** start Listed records **

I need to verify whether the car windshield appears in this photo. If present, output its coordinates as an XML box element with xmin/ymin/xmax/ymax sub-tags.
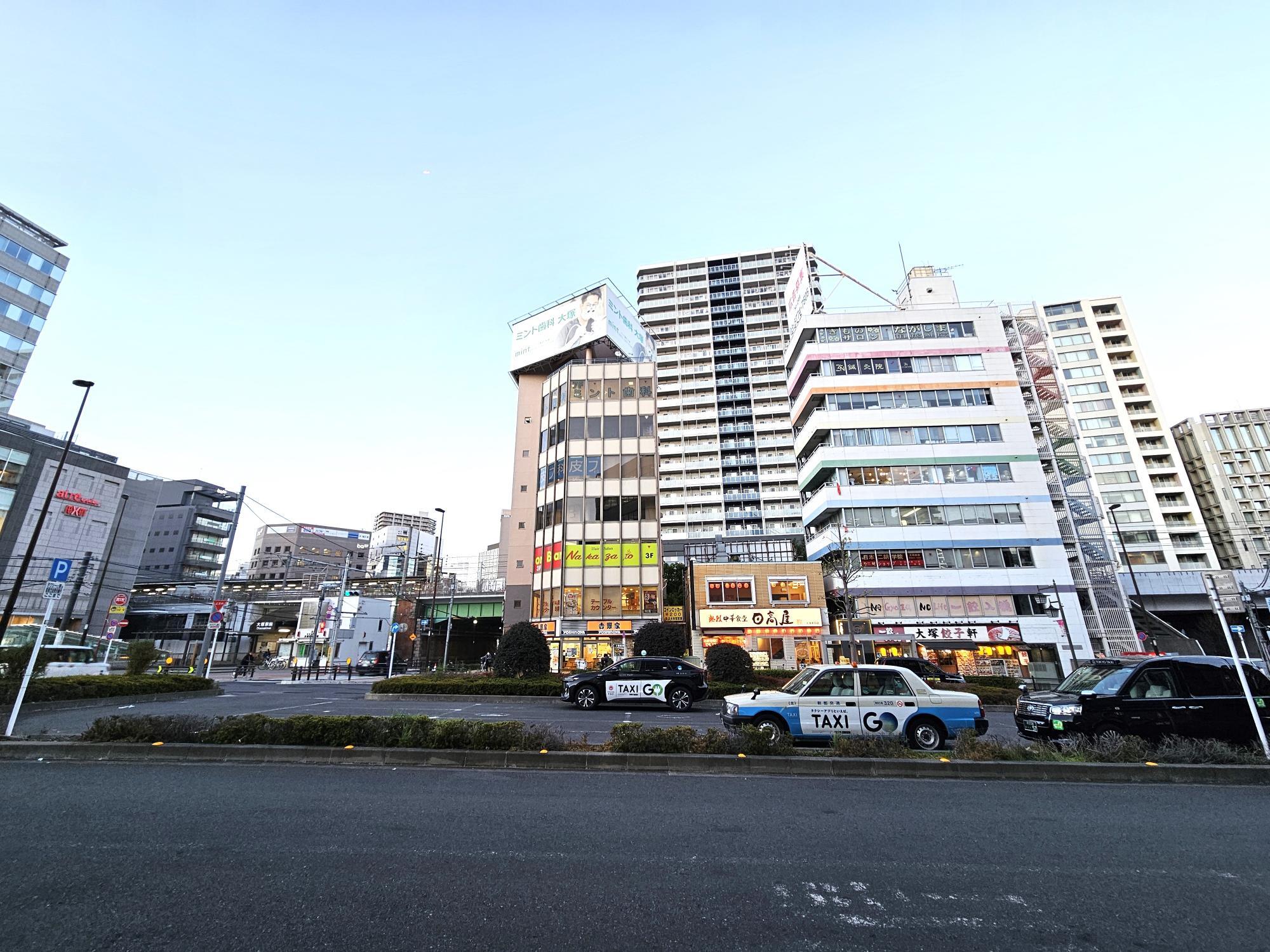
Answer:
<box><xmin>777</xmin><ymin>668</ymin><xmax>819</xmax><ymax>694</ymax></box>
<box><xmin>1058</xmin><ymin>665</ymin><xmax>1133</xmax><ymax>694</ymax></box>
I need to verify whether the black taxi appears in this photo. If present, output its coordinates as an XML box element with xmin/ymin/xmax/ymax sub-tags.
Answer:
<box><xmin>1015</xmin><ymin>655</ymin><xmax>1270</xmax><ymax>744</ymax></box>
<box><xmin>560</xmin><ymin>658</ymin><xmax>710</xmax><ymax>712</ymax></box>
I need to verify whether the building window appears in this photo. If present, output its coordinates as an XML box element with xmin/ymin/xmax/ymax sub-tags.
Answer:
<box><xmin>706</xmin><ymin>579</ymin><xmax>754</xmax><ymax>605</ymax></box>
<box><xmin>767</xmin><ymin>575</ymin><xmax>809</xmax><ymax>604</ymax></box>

** end Listed records **

Rewrite the stretch from the line containing "I need to verify whether the building" through the end of the material, request included, and move every bounding-box coordinate in the answers up by 97.

I need to verify whether the building window appears in this photo. If present, output its coordinates as an XML box element with xmin/ymin/xmax/ymax sub-tags.
Answer:
<box><xmin>803</xmin><ymin>676</ymin><xmax>851</xmax><ymax>702</ymax></box>
<box><xmin>864</xmin><ymin>672</ymin><xmax>906</xmax><ymax>701</ymax></box>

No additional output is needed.